## TASK
Rewrite the records below with every "instance" switched to "occurrence", keeping everything else the same and leaving out the pictures.

(Point labeling records)
_____

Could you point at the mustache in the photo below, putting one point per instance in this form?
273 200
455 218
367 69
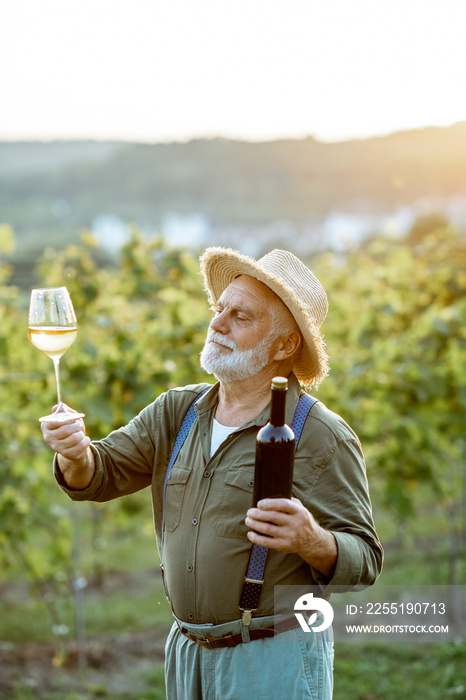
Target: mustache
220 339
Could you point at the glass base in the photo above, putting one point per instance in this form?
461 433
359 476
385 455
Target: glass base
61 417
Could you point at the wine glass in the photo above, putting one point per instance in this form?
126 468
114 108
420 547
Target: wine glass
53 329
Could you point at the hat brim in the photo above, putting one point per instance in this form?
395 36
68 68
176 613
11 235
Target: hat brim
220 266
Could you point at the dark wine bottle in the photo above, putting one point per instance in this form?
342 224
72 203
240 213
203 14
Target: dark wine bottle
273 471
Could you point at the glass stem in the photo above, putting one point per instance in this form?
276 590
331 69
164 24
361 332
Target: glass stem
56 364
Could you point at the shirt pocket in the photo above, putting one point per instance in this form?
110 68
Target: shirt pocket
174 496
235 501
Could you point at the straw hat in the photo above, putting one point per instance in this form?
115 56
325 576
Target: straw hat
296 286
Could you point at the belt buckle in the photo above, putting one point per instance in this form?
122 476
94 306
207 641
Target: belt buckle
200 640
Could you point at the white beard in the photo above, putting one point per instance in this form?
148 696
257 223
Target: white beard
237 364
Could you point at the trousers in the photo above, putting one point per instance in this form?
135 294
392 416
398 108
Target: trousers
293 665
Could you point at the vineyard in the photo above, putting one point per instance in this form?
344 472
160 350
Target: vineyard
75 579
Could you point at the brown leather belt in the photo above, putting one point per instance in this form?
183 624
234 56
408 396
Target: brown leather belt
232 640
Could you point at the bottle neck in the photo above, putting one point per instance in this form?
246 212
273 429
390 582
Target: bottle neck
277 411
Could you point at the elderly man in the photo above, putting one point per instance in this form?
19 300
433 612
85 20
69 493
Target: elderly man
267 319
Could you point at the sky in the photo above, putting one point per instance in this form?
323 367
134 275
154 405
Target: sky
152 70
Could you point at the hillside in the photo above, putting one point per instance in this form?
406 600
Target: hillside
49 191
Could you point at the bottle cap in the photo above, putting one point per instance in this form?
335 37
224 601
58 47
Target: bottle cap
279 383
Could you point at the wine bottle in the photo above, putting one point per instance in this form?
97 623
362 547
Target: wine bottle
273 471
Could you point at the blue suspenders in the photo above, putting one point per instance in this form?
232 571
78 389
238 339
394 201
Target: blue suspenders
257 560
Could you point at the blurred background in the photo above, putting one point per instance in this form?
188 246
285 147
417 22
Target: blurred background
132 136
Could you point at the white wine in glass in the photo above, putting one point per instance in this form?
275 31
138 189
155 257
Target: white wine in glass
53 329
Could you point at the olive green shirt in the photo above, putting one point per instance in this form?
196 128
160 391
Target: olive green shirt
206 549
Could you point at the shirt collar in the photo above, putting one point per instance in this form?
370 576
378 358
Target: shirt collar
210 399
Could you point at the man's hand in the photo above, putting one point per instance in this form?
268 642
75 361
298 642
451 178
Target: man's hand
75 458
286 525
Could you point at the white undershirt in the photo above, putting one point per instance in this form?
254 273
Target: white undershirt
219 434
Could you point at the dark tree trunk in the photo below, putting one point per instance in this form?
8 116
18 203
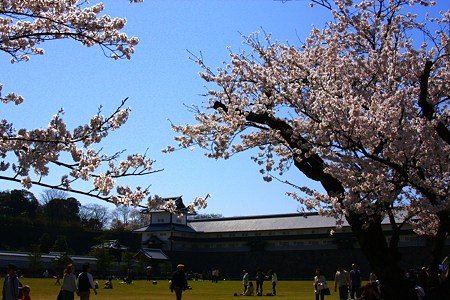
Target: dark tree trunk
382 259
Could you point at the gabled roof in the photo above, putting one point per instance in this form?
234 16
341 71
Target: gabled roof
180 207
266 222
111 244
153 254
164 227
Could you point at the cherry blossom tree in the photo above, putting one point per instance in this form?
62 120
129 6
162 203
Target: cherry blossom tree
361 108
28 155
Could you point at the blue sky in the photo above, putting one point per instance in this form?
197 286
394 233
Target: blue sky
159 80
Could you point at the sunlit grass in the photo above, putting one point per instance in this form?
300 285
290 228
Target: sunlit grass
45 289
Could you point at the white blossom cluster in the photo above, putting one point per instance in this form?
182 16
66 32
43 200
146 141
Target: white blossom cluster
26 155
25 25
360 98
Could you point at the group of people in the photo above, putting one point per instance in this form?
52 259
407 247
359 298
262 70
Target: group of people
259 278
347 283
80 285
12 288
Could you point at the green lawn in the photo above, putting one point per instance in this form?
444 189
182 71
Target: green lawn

_____

## THE ANSWER
Could you point at the mustache in the photo below, putting one point per occurrence in this form?
273 200
455 218
367 69
Target: mustache
220 339
Could you point at the glass base in the photo above, putting one point per occurrence in this form?
461 433
359 476
385 455
Target: glass base
61 417
Could you point at the wine glass in the photo above, putting one point per occurrence in this form?
126 468
114 108
420 547
Target: wine glass
53 329
Could you point at the hat brim in the photo above, putting one point per occurrence in this form?
395 36
68 68
176 613
11 235
Target: hat brim
220 266
Could you point at the dark wine bottle in the photo above, putting one point per occurrence in this form?
342 224
72 203
240 213
203 14
Target: dark wine bottle
273 471
Could you point at the glass stem in the photo above, putting one point per occurrence in this form?
276 590
331 69
164 24
361 332
Target: glass stem
56 364
Could you point at the shirt pocket in the photo above, putting one point per occurrence in this form?
110 68
Target: shirt pocket
174 496
235 501
Could you point at the straw hat in the photo above, putting one point per occurrence in this form?
115 56
325 576
Target: straw hat
296 286
Could you point at the belt buckle in the photo above, putting one point per occurrence in this form?
122 476
94 306
207 641
Target: belt buckle
200 640
Could you point at the white beard in the photo above, putting one point per occurrence in this form?
148 696
257 223
Target: white beard
237 364
Could you point at the trousers in the photo above, putting one point per occurrence in this form?
135 294
392 416
398 108
Target: trousers
293 665
Could you point at the vineyard in the photo above, putting one point per occurrence in this form?
344 472
160 350
Target: vineyard
75 579
Could you point at the brown leather belt in the photo above, putting one point per occurrence in this form?
183 624
234 56
408 396
Target: brown leather belt
232 640
Could you point at the bottle neck in the photo above, putting one point per occurrence in this form?
246 212
273 429
390 582
Target: bottle neck
277 411
Could you point at the elderly man in the photo above, putting one point per occurrence in this form?
19 300
433 612
85 20
69 493
Target: elderly man
267 319
Could you point at the sky in the photo above, putting one point per occurrence in this form?
323 367
134 275
154 405
Target: sky
152 70
Could you point at the hillside in the photo above, putting one point per occurrence in this form?
406 600
Target: hillside
49 191
Could you point at the bottle cap in the photo above, putting one point per occurrence in this form?
335 37
224 601
58 47
Target: bottle cap
279 383
Could you point at the wine bottle in the photo above, putting one point per occurrence in this form?
97 623
362 547
Target: wine bottle
273 471
Could you point at the blue suspenders in the photo above, putting one point per occurrence in this form?
232 571
78 389
238 339
394 201
Target: blue suspenders
257 560
Could you point at the blurred background in the photo above, putting one point per occurrence in this form?
188 246
285 147
417 22
Target: blurred background
132 136
Could you point at the white wine in glass in the photo above, putting one point per occurrence in this form?
275 31
138 189
155 257
Target: white wine in glass
53 329
Could you point at the olive green shirt in the photo above, putting one point per occurrence in this form?
196 128
160 391
Target: olive green shirt
206 549
Could you point at the shirt collar in the photo above, putting one point per occurrence in this form?
370 576
378 358
Target: shirt collar
210 399
Could you point at the man's hand in the photo above, putting one point per occurrence in this form?
268 642
75 361
298 642
451 178
Target: man's hand
75 458
286 525
Could you point at the white undershirt in the photo above, putting one point per occurrence in this form?
254 273
Target: white undershirt
219 434
Could you point at the dark tree trunk in the photo below, putting one point per occurrence in this form?
8 116
18 203
Target: dark tree trunk
382 259
Could you point at the gabled roof in the photo above, putting one point per occurrence in this form?
234 16
341 71
Target: gabled roof
180 207
266 222
111 244
153 254
164 227
Could you point at the cherry blossom tree in the photo above, putting one point per occurrence in this form?
62 120
129 6
162 203
Target: cherry blossom tree
361 108
28 155
Could you point at the blue sky in the photo above, putting one point per occurrence in this form?
197 286
394 233
Target: blue sky
159 80
Could you point at the sunlit grass in the photo above, putting one point per occurrence in this form?
300 285
290 228
Target: sunlit grass
45 289
Could you point at the white blossom cluster in the photo above, putting one point per occurrence in this form?
182 16
66 32
43 200
146 141
Target: white blossom cluster
26 155
25 25
360 98
Could you point at the group of people in the photo above, putting one point per occurrence in this form?
52 259
407 247
359 298
262 70
Target: group of people
259 278
347 283
80 285
12 288
Could you point at the green lawn in the photo above, putting one point per occurrence in this form?
444 189
182 71
Target: green lawn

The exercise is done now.